ENTRIES start

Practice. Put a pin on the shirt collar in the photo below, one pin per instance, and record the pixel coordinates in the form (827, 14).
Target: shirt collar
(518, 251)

ENTRIES end
ENTRIES start

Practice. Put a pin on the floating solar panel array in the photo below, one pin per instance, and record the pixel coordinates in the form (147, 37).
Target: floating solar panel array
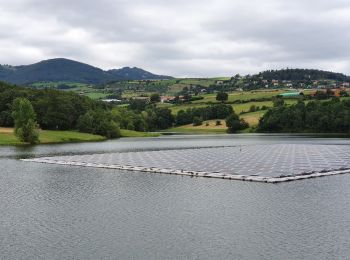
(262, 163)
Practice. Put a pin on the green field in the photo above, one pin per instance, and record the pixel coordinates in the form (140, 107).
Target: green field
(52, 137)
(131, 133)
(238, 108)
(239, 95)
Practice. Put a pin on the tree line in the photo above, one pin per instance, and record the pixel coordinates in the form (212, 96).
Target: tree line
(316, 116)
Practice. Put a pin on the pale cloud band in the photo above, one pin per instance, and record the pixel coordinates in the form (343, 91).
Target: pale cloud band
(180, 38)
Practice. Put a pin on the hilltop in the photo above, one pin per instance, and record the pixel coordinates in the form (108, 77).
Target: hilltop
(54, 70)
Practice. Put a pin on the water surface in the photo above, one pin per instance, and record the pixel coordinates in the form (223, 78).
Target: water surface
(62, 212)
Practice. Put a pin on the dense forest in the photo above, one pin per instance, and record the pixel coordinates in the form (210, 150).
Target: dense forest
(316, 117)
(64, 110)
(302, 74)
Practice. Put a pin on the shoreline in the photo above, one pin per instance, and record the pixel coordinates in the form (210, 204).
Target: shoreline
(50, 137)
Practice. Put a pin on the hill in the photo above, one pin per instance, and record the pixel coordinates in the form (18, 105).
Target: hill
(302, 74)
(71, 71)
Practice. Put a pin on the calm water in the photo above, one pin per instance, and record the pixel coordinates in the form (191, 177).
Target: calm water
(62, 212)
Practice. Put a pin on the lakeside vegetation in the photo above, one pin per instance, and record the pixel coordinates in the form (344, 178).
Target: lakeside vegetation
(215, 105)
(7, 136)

ENTRIES end
ENTRIES start

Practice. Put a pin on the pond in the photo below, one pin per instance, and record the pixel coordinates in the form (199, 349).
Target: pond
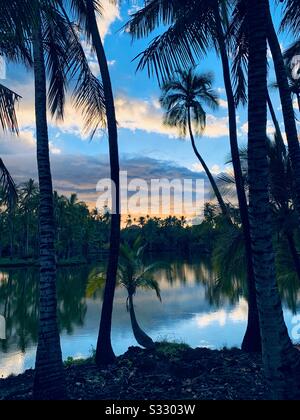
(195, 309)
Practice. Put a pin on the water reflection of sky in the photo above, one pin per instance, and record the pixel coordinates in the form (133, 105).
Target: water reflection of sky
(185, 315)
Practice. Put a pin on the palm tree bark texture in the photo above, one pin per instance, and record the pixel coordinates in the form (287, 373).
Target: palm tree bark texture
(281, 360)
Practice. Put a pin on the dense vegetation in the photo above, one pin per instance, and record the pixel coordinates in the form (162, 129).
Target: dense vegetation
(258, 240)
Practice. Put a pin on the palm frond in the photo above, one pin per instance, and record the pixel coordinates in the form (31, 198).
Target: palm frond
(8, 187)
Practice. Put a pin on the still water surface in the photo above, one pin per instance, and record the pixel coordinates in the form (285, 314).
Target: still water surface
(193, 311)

ENTRIES end

Collect every line of the records above that contains the word "frond", and copy each one.

Practice. Put a pin on the palm frond in the photo above, one pin per instance, and record the pixel coordinates in the form (31, 198).
Target: palm frond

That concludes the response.